Roger Martelli. « La crise du système oblige à une rupture »

le 19 décembre 2015

Roger Martelli. « La crise du système oblige à une rupture »

Roger Martelli, historien et codirecteur de la rédaction du mensuel « Regards ».

Hasard du calendrier, il y a cinquante ans, le Général De Gaulle était élu Président de la République au suffrage universel. Une première sous la Ve République qui conduira à la bipolarisation de la vie politique française et à un renforcement du caractère présidentiel du régime. Un système institutionnel aujourd'hui en crise qui, pour l'historien Roger Martelli, appelle à une rupture.

La Marseillaise. En quoi l'élection du Général De Gaulle au suffrage universel le 19 décembre 1965 a-t-elle marqué un tournant dans l'histoire républicaine française ?

Roger Martelli. C'est une rupture avec ce que l'on appelle la tradition républicaine depuis le milieu du XIXe siècle. Et d'ailleurs le général de Gaulle en était parfaitement conscient en 1958 lorsqu’il met en place les institutions de la Ve République. C'est pourquoi il fait un compromis avec les socialistes et une partie de la droite traditionnelle qui avaient décidé de soutenir l'entrée en Ve République à la condition de ne pas élire le Président au suffrage universel. Et c’est seulement en 1962, à l'issue du conflit algérien, que le général de Gaulle, se sentant d'une légitimité suffisante, engage la réforme constitutionnelle. Réforme qui aboutit par référendum à modifier la Constitution et introduit l'élection du Président de la République au suffrage universel. C'est donc de ce point de vue une rupture. Le monde politique à l'époque en est conscient. Le Parti communiste mais aussi le Parti socialiste, une partie de la droite classique de ce que l'on appelait à l'époque les MRP, et une fraction de la droite parlementaire y sont d'ailleurs opposés. Mais on ne voit pas à l’époque le fait que le général de Gaulle établit un principe électoral selon lequel au second tour il ne peut y avoir que deux candidats puisque le Président doit être investi par une majorité du corps électoral. Or cette règle du scrutin va conduire à favoriser la bipolarisation de la vie politique française et à un renforcement du caractère présidentiel du régime.

La Marseillaise. Comment la fonction présidentielle a-t-elle été investie durant ces cinquante dernières années ?

Roger Martelli. L'histoire montre qu’il y a une logique institutionnelle qui tend à structurer l'ensemble des comportements. Le cas de François Mitterrand est le plus significatif. A l’époque, il est l’un des rares de la gauche non communiste à s'opposer à la mise en place des institutions. Mais une fois au pouvoir, il intériorise le système institutionnel. Il l'utilise politiquement pour développer une logique de rassemblement au centre. Partant de l'idée que pour avoir une majorité, il faut non seulement rassembler les siens mais conquérir une partie du camp adversaire. Il l’exprime d’ailleurs dans sa lettre aux Français qui précède l'élection présidentielle de 1988 dans laquelle il appelle ouvertement à dépasser le clivage gauche-droite pour aller vers un rassemblement au centre. Cette intériorisation par la gauche socialiste au pouvoir des institutions de la Ve République aboutit à la cohérence dite sociale-libérale largement inspirée du modèle britannique de Tony Blair des années 90.

◆ Consigne ◆
Mettez à jour le passage de l'entretien avec Roger Martelli qui commence à « Roger Martelli, historien » et se termine à « à une rupture. », en y remplaçant « cinquante ans » par « un demi-siècle ». Les lignes n'ont aucun rôle à jouer ici.

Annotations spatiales
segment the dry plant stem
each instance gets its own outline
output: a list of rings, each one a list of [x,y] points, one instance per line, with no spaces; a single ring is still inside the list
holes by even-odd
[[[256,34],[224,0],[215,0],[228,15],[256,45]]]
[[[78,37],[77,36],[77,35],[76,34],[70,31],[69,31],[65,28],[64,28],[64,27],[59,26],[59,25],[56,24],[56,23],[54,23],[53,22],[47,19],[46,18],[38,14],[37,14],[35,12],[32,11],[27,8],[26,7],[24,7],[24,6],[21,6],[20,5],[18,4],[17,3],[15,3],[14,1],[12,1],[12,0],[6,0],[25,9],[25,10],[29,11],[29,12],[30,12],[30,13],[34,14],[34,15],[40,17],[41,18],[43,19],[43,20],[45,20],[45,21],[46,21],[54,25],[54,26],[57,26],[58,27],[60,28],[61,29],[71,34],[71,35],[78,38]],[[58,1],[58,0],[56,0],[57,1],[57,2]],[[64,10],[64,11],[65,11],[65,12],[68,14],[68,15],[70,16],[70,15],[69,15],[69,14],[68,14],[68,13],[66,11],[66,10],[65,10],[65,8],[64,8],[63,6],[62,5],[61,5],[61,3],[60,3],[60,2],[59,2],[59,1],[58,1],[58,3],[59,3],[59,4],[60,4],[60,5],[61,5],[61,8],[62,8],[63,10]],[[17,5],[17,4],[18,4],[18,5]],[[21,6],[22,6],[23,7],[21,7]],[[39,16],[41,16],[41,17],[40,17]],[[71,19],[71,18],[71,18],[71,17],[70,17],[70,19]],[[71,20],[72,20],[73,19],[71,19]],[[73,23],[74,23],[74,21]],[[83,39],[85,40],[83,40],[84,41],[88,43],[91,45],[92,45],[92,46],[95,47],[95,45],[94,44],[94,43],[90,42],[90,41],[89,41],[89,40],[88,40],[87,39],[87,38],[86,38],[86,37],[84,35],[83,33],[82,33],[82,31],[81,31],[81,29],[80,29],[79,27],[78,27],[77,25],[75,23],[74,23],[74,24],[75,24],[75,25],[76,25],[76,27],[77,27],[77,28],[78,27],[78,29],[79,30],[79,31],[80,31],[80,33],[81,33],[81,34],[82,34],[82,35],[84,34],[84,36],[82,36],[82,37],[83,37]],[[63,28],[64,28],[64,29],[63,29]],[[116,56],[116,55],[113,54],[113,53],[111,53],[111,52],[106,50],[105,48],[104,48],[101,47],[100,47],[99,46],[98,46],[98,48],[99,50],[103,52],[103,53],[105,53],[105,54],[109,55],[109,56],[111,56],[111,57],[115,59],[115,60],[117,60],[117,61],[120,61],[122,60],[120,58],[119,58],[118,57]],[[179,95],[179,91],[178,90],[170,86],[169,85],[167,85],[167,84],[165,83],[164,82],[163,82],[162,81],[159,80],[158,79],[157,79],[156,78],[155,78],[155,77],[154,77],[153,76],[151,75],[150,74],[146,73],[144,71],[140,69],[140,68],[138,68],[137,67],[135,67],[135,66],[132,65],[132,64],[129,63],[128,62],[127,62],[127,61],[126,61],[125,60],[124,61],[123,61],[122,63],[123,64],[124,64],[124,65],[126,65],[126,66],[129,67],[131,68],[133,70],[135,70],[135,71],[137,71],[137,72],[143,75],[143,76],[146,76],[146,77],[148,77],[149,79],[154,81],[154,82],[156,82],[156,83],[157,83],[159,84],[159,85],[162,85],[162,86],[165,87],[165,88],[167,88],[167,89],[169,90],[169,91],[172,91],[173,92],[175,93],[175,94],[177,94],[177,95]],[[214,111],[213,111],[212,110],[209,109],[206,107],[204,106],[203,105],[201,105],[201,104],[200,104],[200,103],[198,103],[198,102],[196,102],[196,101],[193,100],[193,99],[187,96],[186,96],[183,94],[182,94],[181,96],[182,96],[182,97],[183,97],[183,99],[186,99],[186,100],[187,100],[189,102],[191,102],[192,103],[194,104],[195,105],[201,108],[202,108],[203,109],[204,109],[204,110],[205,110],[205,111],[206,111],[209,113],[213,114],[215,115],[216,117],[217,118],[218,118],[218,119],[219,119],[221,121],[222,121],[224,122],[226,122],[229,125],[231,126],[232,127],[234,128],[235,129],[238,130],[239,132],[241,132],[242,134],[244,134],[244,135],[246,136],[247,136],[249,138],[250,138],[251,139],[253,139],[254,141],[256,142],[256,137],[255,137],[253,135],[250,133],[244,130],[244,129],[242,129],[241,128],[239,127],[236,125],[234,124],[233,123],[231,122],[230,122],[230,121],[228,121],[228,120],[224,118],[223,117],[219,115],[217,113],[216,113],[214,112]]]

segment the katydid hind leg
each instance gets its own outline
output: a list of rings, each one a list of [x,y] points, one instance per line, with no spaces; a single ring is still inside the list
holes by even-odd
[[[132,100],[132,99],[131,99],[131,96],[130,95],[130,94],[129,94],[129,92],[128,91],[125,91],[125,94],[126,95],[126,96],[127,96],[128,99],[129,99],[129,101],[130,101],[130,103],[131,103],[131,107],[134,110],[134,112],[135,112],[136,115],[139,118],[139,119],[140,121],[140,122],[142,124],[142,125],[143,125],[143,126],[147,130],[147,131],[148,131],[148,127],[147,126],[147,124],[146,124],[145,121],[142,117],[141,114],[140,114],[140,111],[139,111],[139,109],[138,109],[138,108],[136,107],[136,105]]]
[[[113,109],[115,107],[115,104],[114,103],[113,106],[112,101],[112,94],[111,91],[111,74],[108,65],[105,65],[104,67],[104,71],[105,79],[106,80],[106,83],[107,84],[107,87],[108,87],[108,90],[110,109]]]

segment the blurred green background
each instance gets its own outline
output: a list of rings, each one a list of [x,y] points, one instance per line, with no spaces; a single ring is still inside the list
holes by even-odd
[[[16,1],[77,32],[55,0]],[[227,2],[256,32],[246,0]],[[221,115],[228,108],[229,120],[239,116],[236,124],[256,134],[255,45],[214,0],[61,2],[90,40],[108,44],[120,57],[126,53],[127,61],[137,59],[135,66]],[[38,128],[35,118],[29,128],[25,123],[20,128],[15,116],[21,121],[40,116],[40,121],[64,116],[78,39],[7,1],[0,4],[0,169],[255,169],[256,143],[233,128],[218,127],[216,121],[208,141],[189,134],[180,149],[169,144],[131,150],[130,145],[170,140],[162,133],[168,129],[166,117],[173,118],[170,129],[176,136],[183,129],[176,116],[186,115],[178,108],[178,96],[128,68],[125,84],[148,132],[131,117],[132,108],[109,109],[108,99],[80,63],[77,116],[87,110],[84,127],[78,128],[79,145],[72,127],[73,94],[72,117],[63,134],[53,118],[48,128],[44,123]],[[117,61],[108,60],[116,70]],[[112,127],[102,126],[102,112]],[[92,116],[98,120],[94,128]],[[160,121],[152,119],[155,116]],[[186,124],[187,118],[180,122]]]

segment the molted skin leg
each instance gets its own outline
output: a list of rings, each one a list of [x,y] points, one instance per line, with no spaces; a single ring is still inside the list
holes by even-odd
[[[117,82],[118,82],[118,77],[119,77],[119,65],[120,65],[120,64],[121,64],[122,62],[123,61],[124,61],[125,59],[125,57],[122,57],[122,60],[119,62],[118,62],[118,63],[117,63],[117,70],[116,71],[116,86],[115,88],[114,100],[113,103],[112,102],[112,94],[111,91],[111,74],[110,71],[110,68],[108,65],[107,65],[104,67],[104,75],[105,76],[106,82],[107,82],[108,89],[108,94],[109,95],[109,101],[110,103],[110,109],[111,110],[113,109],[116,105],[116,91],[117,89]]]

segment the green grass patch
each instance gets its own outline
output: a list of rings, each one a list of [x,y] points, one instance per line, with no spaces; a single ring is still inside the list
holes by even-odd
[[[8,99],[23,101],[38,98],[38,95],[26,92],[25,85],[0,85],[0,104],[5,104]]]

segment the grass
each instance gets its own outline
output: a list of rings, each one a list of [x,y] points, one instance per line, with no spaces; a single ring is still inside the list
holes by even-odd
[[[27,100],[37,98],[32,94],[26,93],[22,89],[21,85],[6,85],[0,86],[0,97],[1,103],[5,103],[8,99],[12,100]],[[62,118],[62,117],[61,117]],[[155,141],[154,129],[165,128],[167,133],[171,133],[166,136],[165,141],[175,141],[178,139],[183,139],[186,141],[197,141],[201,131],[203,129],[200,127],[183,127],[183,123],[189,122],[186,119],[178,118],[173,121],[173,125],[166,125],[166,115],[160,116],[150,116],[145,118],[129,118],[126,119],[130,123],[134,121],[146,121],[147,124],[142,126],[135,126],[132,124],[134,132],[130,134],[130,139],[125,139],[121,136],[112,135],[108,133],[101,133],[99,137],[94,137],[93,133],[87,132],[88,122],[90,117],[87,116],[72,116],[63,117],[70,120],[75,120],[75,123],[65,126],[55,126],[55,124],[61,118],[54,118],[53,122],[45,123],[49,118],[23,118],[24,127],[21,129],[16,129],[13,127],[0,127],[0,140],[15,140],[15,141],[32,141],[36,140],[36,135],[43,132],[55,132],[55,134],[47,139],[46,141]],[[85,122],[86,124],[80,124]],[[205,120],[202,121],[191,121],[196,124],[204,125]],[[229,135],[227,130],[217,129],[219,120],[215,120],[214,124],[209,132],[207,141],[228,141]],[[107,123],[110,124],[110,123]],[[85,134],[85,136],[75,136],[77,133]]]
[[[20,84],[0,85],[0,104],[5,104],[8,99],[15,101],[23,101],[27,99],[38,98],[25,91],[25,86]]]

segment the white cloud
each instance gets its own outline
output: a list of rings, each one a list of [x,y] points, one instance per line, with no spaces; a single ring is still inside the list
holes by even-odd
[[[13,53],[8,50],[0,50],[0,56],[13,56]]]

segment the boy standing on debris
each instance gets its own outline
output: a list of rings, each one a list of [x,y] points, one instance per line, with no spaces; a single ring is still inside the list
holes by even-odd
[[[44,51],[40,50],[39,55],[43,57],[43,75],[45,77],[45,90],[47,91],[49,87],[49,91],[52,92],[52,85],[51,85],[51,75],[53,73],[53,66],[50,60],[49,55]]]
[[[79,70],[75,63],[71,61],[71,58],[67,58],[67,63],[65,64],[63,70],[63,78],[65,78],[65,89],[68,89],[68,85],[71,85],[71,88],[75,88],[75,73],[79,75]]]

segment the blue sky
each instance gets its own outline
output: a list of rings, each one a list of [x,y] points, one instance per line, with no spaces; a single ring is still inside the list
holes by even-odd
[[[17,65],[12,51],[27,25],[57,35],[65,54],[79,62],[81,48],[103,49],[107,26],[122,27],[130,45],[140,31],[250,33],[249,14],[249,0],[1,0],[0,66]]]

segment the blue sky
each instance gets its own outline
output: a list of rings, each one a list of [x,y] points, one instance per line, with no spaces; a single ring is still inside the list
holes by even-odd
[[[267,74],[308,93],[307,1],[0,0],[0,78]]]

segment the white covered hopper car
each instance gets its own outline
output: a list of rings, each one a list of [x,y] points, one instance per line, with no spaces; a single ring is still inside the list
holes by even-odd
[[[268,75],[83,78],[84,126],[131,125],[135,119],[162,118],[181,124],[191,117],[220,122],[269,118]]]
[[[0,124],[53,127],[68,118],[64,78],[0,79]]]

◆ Exercice corrigé ◆
Roger Martelli, historien et codirecteur de la rédaction du mensuel « Regards ».

Hasard du calendrier, il y a un demi-siècle, le Général De Gaulle était élu Président de la République au suffrage universel. Une première sous la Ve République qui conduira à la bipolarisation de la vie politique française et à un renforcement du caractère présidentiel du régime. Un système institutionnel aujourd'hui en crise qui, pour l'historien Roger Martelli, appelle à une rupture.